*What to produce:*
What is needed is an exact copy of every entry.

- - - - -

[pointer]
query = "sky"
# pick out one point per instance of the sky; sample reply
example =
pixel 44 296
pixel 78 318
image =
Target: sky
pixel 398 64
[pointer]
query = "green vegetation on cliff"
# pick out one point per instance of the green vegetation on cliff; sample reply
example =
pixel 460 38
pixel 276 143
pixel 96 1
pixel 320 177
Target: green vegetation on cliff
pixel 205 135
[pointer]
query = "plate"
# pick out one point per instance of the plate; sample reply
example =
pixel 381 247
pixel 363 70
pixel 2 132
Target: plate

- - - - -

*Final answer:*
[pointer]
query = "sky"
# pick out one point per instance of the sky; sample reply
example =
pixel 44 296
pixel 78 318
image =
Target: sky
pixel 398 64
[pointer]
query = "green vegetation on cliff"
# pick out one point per instance of the green vegetation on cliff; sample reply
example =
pixel 460 38
pixel 276 143
pixel 96 1
pixel 320 177
Target: green vegetation on cliff
pixel 205 135
[pointer]
query = "plate"
# pick out one point per instance of the plate; sample reply
example =
pixel 381 247
pixel 363 70
pixel 2 132
Target: plate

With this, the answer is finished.